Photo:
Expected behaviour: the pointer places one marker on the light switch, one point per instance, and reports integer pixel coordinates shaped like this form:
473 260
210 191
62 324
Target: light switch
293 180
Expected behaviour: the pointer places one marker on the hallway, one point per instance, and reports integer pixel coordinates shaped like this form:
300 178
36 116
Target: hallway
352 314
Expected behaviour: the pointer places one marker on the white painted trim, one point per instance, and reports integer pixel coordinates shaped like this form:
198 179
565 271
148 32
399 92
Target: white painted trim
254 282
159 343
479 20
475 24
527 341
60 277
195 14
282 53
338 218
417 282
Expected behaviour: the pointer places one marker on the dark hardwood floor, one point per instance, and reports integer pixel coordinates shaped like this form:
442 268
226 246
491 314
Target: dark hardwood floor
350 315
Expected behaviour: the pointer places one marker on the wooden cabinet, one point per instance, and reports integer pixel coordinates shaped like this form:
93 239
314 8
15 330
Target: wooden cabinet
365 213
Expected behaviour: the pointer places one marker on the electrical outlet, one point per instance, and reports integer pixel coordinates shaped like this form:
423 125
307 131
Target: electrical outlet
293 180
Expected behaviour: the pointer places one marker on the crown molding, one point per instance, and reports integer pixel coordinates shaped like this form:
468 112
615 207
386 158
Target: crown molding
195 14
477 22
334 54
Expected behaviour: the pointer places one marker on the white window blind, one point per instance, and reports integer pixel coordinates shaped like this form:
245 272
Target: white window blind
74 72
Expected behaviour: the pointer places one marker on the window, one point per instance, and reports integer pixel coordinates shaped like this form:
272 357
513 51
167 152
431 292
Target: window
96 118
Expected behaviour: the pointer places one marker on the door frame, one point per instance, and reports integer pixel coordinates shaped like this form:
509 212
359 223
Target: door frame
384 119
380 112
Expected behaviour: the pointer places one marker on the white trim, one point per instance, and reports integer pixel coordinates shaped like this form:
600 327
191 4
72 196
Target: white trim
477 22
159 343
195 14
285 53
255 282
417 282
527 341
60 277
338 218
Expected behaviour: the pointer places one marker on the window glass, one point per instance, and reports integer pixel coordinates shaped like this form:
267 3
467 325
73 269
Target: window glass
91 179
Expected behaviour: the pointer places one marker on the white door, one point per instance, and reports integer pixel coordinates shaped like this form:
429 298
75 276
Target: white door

#### Aim:
Copy out every item above word for word, keeping each line in its original order.

#### Correct answer:
Photo:
Expected behaviour: the pointer places one marker on the light switch, one point per instance, and reports integer pixel coordinates shaped like this form:
473 260
210 191
62 324
Target: light switch
293 180
Expected behaviour: the pointer places one marker on the hallway, one point per instance, and reports integer pixel coordinates shaped like this form:
300 178
36 116
Target: hallway
352 314
Expected behaviour: the pointer places one marker on the white painted trim, one point per instance, and reports integer pixel coordinates shaped like this form:
198 179
565 271
148 32
399 92
Target: white painted trim
254 282
159 343
479 20
475 24
527 341
60 277
195 14
282 53
338 218
417 282
Expected behaviour: the pointer places one marker on the dark hardwood floor, one point per instance, and reports integer pixel coordinates shaped like this form:
442 268
226 246
491 314
Target: dark hardwood floor
350 315
Expected behaviour: the pointer places one marker on the wooden cabinet, one point per instance, and reports integer pixel coordinates shaped like this form:
93 239
314 8
15 330
Target: wooden cabinet
365 213
Expected behaviour: the pointer places one marker on the electrical outlet, one point per instance, and reports integer pixel coordinates shaped like this form:
423 125
307 131
Target: electrical outlet
293 180
Expected behaviour: the pointer places one marker on the crown molding, one point per instance, and reports integer pixel coordinates shaped like this form:
468 112
615 207
386 158
Target: crown molding
195 14
477 22
334 54
Expected behaviour: the pointer places one marker on the white window blind, one point per instance, and reports integer pixel coordinates shaped like this form:
245 272
Target: white window blind
74 72
Expected behaviour: the pointer places one marker on the window, one point per instance, and reports integer pixel coordinates shaped like this form:
272 357
513 51
167 152
431 292
Target: window
96 118
Expected behaviour: the pointer places one marker on the door frame, one point per instance, and reports integer pixel coordinates shaped like this form:
509 212
359 223
Target: door frame
384 119
380 112
Expected behaviour: the pointer places one marker on the white trim, one point per instance, and reports integer pixel coordinates shaped like this form:
600 327
191 4
72 196
Target: white trim
477 22
159 343
195 14
285 53
255 282
417 282
527 341
60 277
338 218
Expected behaviour: the pointer places one marker on the window glass, one point per instance, and reports integer pixel coordinates shaped like this form:
267 3
467 325
73 269
Target: window glass
91 179
Expected behaviour: the pointer places one marker on the white door, one point per instance, and reports integer pixel coordinates shaped like this form:
429 298
75 276
Target: white door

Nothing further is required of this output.